#### Data for this exercise

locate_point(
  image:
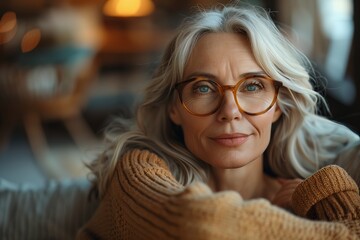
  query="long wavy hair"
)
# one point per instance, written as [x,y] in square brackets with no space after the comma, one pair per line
[301,140]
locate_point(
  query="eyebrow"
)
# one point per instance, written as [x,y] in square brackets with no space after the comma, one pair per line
[209,75]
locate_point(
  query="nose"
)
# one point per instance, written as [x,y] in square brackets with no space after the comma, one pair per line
[229,110]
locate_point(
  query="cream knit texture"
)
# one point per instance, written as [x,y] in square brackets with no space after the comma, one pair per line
[144,201]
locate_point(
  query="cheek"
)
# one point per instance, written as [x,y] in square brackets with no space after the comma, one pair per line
[194,129]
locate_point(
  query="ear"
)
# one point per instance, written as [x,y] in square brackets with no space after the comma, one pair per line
[174,114]
[277,113]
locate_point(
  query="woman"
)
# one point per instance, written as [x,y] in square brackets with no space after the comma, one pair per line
[230,97]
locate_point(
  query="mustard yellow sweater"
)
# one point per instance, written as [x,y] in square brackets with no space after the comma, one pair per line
[144,201]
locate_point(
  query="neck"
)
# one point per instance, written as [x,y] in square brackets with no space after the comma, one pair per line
[250,181]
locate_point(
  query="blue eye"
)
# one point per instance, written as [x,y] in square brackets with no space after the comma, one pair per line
[251,87]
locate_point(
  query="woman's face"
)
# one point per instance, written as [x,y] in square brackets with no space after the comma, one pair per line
[227,138]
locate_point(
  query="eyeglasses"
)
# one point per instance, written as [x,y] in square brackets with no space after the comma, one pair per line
[254,94]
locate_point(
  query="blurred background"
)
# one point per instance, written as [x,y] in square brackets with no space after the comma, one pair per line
[67,67]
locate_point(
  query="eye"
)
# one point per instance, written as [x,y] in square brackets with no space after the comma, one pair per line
[203,87]
[251,87]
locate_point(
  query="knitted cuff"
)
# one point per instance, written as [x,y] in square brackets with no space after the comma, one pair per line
[329,194]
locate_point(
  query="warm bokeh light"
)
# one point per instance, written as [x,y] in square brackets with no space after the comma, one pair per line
[128,8]
[8,24]
[30,40]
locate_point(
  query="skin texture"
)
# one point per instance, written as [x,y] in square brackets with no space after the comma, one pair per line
[230,141]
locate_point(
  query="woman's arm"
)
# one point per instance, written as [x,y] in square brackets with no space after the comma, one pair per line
[144,201]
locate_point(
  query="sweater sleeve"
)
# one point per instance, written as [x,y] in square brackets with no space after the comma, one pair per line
[330,194]
[144,201]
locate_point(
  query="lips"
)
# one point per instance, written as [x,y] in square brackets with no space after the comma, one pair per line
[231,140]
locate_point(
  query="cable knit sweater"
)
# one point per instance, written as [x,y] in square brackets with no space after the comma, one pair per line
[144,201]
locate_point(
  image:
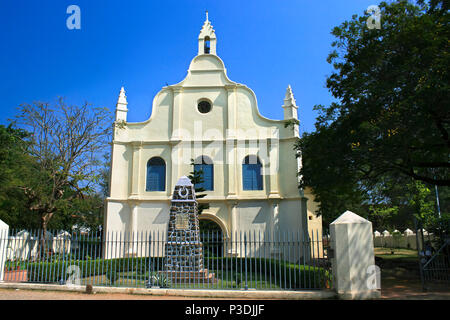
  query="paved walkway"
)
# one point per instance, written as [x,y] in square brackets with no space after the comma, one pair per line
[21,294]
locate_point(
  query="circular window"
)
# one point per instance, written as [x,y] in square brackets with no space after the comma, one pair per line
[204,106]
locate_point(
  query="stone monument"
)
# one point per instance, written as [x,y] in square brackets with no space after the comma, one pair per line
[184,249]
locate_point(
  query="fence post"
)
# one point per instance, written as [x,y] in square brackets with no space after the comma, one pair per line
[354,272]
[4,232]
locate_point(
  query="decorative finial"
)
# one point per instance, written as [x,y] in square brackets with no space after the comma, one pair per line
[122,97]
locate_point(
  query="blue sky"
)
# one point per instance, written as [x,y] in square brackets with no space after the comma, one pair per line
[142,45]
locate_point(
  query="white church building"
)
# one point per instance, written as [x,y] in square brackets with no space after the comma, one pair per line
[249,162]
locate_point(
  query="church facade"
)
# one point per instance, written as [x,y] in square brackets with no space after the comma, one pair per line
[248,161]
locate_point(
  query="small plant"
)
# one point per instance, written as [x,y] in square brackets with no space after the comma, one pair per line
[112,276]
[12,265]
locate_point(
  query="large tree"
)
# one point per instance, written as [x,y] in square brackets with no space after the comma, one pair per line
[390,117]
[66,143]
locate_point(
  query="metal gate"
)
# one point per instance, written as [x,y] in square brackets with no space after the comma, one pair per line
[434,260]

########

Objective – Count the lines in the source records above that contain the string "woman", treating uppercase and lowercase as different. Reply with the number alone.

Exercise response – 3